Doing My Bit Chapter 11 - Me On My High Horse

Doing My Bit Chapter 11 - Me On My High Horse | Travelling Around Australia with Jeff Banks

What remains now is not a question of whether it was worthwhile, because that answer is embedded in the outcomes that were achieved and the lives that were influenced. The question that persists is how such a model can continue without eroding the very capacity that allows it to exist.

DOING MY BIT

 

Chapter 11 – Me On My High Horse

 

I look back at my life, standing somewhere between the noise that once defined it and the quieter space that now begins to take shape, and there is a question that refuses to sit neatly within any framework that has served me before. It is not a question of numbers, though numbers have been the language of a lifetime. It is not a question of compliance, though compliance has underpinned every decision that carried consequence. It is something more unsettled than that, more personal, and therefore more difficult to reconcile.

 

There is a wondering that emerges in this stage, not with any sense of drama, but with the steady persistence of something that has been waiting its turn. It asks whether enough has been done to justify what now exists, whether the accumulation of effort, of time, of attention given outward, equates in any meaningful way to what has been received in return. It is not framed as guilt, though it carries traces of it. It is not framed as pride, though there are moments where that would be easier. It sits somewhere between the two, resistant to simplification.

■ EXTRACTED INFORMATION ■

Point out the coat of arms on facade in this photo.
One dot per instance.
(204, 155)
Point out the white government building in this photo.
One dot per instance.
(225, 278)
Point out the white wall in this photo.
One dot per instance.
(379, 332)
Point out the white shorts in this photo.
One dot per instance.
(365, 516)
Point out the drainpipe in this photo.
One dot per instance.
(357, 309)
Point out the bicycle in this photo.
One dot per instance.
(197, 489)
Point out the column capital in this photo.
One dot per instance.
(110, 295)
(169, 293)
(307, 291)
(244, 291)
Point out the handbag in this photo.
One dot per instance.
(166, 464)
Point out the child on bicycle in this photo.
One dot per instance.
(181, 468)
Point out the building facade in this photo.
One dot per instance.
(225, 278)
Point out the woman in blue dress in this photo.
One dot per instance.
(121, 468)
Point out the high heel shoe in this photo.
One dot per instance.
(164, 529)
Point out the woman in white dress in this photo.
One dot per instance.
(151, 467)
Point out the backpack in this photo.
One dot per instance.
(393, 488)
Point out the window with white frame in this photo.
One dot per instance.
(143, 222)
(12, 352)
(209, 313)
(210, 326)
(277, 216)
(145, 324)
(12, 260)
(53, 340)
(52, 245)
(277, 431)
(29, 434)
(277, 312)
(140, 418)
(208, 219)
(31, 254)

■ WRITTEN INSTRUCTION ■
Could you carry on the memoir chapter "Me On My High Horse," which comes before the listing, starting right after its last sentence?

■ THE ANSWER ■
Retirement, or whatever version of it this becomes, does not arrive as a clean break. It is not a line drawn across a page where one chapter ends and another begins. It is more of a thinning, a gradual reduction in the density of obligation, where the calls become less frequent, the urgencies less immediate, and the expectation of constant availability begins to loosen its grip. What remains in that space is not relief in the way it might have once been imagined, but exposure.

 

Without the immediacy of the next task, the next problem to solve, the next person to assist, there is a space where reflection begins to take hold. It is in that space that the question sharpens. What has been carried forward from all those years of giving, and what, if anything, has been left behind?

 

The presence of the children, no longer defined by proximity but by the imprint they have left on decision-making over time, becomes part of that reckoning. They were never a separate consideration. They were embedded in the calculus, shaping the way time was allocated, influencing the boundaries that were drawn, even when those boundaries were not always held as firmly as they might have been. The intention to model something meaningful, to demonstrate through action rather than instruction what it meant to contribute, sat quietly beneath many of the choices that were made.

 

It begins to take on a different dimension when viewed from this distance, because parenting, like accounting, carries an assumption of causality that is not always justified. Effort is applied, values are demonstrated, time is invested, and there is an expectation, however unspoken, that these inputs will translate into outcomes. The home becomes a kind of proving ground where behaviours are observed, absorbed, resisted, or reinterpreted, and yet the pathways that children ultimately take rarely follow a straight line from what was shown to what is lived.

 

There is a temptation to see the role of a parent as foundational in the most direct sense, as though the structures provided act as a springboard from which success is launched. That may be true in part. Stability, opportunity, exposure to ways of thinking and acting, these things create an environment in which growth is more likely. They reduce friction, provide direction, and in some cases offer the confidence to step forward when uncertainty would otherwise hold things back.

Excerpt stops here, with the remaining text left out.